#### [Action demandée A]
Reproduisez fidèlement le passage de l'homélie qui va de « La situation la » jusqu'à « questions de Droit. ».

#### [Extrait]

Homélie du 04 août 2019 - 18e TO
Du milieu de la foule, un homme
demanda à Jésus: « Maître, dis à mon frère de partager avec moi notre héritage.
»
Voilà une question concrète, réaliste, toujours
d’actualité. Il est, hélas, toujours courant de voir des frères en conflit au
moment des héritages ! Pour mieux comprendre la réponse de Jésus, il faut
savoir la législation de son temps. Selon le droit juif (Dt 21,17), dans une
succession, l'héritage des propriétés immobilières, c'est-à-dire les terres et
les maisons, revenait tout entier au fils aîné. Et ce même aîné recevait aussi,
légalement, une double part des biens mobiliers. Seuls les garçons avaient
droit à l'héritage. Cette législation, commune à tout l'ancien Orient, et à
beaucoup de civilisations au cours de l'histoire, voulait sauvegarder le
patrimoine familial en instituant un « chef de famille » privilégié : c'était le droit d'aînesse. Jésus se
trouvait devant cela !
La situation la plus probable, c'est donc qu'un «
aîné » s'est emparé de tout l'héritage et refuse de remettre à son frère la
petite part qui lui revient. Il est courant, aujourd'hui encore dans le monde
juif, qu'on demande à un rabbin réputé un arbitrage dans les questions de Droit.

#### [Action demandée B]
Relevez, parmi les enregistrements ci-dessous, chaque ligne qui contient le mot « order ».

#### [Données d'entrée]
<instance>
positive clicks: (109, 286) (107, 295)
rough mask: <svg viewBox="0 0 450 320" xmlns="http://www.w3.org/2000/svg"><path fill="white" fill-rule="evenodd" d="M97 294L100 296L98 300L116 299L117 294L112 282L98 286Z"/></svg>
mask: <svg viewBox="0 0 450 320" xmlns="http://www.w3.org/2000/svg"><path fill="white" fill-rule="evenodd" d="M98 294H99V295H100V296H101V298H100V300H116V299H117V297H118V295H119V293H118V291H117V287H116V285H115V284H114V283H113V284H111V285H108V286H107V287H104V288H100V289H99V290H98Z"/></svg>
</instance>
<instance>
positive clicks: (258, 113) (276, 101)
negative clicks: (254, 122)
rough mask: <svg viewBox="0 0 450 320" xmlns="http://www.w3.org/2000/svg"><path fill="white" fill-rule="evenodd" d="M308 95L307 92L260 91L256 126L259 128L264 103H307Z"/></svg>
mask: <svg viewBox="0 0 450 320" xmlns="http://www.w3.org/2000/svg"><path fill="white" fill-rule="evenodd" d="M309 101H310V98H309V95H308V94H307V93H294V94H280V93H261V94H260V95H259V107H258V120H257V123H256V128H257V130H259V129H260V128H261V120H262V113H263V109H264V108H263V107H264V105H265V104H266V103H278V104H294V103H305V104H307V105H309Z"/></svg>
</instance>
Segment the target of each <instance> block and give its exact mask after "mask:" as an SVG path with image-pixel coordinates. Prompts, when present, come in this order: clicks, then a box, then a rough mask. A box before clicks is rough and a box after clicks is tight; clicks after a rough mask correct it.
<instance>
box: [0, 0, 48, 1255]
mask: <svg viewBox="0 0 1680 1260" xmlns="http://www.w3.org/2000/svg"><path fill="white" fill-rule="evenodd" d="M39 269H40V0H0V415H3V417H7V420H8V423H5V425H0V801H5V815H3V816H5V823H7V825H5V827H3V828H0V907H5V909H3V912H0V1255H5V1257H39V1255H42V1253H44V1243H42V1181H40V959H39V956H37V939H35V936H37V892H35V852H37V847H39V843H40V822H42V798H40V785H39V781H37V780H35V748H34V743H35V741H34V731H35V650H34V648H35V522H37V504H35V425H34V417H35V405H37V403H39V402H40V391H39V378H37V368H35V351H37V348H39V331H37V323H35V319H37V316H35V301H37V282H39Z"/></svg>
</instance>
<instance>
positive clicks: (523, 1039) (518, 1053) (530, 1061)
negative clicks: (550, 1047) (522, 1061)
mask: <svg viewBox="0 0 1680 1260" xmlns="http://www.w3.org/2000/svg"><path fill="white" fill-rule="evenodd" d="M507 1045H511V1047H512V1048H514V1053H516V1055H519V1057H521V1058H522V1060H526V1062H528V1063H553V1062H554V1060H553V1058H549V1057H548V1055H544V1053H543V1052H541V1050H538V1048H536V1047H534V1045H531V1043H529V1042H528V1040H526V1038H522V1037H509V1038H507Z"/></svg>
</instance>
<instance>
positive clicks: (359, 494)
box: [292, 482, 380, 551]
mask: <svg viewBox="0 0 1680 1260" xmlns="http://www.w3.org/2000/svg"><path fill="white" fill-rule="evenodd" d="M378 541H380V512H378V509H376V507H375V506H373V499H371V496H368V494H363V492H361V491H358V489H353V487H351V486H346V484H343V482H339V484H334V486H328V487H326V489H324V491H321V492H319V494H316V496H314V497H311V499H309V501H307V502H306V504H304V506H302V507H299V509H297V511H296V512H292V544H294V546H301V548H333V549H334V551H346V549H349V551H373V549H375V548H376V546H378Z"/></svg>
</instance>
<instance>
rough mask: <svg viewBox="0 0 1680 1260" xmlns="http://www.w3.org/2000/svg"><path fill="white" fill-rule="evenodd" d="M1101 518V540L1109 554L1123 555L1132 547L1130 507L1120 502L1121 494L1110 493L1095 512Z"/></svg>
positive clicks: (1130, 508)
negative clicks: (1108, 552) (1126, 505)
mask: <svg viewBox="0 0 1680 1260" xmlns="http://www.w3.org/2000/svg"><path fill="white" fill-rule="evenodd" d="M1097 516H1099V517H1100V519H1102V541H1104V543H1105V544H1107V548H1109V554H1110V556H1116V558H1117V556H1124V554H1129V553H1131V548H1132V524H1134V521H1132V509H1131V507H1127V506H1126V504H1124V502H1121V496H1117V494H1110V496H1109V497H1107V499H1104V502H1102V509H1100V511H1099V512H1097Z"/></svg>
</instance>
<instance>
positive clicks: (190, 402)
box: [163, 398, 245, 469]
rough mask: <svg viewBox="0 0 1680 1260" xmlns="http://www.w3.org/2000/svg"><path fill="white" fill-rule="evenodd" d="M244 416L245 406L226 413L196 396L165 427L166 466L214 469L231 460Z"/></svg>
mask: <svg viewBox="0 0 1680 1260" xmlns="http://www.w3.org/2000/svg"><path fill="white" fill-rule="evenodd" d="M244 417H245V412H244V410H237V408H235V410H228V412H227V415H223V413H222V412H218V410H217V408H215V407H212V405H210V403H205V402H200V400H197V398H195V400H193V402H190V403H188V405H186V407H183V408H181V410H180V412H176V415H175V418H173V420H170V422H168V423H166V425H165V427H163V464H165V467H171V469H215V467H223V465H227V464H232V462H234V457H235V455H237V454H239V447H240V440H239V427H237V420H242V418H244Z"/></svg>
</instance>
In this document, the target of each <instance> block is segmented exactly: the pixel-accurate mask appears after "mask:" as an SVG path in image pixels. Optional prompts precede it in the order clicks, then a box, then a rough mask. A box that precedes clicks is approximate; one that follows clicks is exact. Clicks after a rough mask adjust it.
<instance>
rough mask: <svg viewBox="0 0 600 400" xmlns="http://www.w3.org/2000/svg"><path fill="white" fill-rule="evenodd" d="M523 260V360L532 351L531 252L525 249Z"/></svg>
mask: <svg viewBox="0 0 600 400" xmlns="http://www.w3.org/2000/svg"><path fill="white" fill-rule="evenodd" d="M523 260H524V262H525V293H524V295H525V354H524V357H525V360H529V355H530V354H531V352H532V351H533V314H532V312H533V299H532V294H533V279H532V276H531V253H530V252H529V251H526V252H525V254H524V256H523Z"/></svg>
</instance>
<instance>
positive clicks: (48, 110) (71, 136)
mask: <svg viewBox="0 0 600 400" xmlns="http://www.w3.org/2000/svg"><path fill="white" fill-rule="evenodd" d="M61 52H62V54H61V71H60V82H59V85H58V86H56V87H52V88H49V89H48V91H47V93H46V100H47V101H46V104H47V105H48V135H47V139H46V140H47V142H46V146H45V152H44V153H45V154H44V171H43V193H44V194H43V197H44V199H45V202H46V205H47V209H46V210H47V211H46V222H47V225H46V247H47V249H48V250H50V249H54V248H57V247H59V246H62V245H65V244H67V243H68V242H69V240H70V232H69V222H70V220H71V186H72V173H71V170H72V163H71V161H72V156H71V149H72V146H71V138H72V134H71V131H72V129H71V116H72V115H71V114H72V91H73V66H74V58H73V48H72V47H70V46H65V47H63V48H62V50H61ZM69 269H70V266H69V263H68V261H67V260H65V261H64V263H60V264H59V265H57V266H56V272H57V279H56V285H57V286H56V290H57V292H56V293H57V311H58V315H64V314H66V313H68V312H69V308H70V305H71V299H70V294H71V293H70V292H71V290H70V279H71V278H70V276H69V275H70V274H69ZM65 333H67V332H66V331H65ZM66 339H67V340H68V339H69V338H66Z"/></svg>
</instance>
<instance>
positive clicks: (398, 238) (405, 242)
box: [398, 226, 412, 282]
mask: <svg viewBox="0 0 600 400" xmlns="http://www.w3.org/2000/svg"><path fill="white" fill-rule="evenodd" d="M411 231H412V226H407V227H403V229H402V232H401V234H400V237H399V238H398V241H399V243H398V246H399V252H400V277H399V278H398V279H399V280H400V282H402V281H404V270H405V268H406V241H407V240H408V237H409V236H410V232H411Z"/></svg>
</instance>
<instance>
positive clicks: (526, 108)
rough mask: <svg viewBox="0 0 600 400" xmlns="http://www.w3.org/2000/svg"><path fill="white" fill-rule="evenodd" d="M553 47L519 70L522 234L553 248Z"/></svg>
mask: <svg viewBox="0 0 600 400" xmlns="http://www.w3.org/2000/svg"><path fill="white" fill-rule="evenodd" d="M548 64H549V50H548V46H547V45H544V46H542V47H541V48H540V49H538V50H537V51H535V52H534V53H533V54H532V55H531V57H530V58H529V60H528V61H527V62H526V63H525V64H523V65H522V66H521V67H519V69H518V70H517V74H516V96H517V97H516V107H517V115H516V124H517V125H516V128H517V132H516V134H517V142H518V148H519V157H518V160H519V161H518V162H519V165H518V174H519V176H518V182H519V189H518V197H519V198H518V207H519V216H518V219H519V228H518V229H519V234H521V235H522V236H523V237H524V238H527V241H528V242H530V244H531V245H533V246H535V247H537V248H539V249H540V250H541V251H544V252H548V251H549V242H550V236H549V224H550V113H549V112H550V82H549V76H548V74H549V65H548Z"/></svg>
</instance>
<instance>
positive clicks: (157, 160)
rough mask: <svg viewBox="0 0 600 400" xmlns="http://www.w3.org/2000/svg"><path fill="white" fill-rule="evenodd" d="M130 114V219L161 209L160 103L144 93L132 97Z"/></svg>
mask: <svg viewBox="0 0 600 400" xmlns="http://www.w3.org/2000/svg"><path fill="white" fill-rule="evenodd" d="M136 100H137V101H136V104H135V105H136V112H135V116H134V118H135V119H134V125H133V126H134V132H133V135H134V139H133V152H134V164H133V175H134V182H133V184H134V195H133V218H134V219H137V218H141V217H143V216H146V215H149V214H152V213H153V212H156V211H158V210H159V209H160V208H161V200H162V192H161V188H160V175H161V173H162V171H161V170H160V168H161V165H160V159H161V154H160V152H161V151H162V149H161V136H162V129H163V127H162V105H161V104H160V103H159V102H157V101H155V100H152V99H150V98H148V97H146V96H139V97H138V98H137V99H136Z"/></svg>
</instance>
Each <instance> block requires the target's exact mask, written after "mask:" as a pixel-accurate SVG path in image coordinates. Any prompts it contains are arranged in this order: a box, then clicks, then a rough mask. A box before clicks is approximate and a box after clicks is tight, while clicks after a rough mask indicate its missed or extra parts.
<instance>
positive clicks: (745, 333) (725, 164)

#### [Réponse finale A]
La situation la plus probable, c'est donc qu'un «
aîné » s'est emparé de tout l'héritage et refuse de remettre à son frère la
petite part qui lui revient. Il est courant, aujourd'hui encore dans le monde
juif, qu'on demande à un rabbin réputé un arbitrage dans les questions de Droit.

#### [Réponse finale B]
Segment the target of each <instance> block and give its exact mask after "mask:" as an SVG path with image-pixel coordinates. Prompts, when present, come in this order: clicks, then a box, then a rough mask. A box before clicks is rough and a box after clicks is tight; clicks after a rough mask correct it.
In this document, the target of each <instance> block is segmented exactly: the pixel-accurate mask appears after "mask:" as an SVG path in image pixels. Optional prompts precede it in the order clicks, then a box, then a rough mask. A box that precedes clicks is approximate; one that follows clicks is exact. Clicks after a rough mask adjust it.
Each <instance> block requires the target's exact mask, written after "mask:" as a pixel-accurate SVG path in image coordinates. Any prompts it contains are arranged in this order: a box, then clicks, then a rough mask. A box before clicks is approximate and a box after clicks is tight, while clicks after a rough mask indicate its missed or extra parts.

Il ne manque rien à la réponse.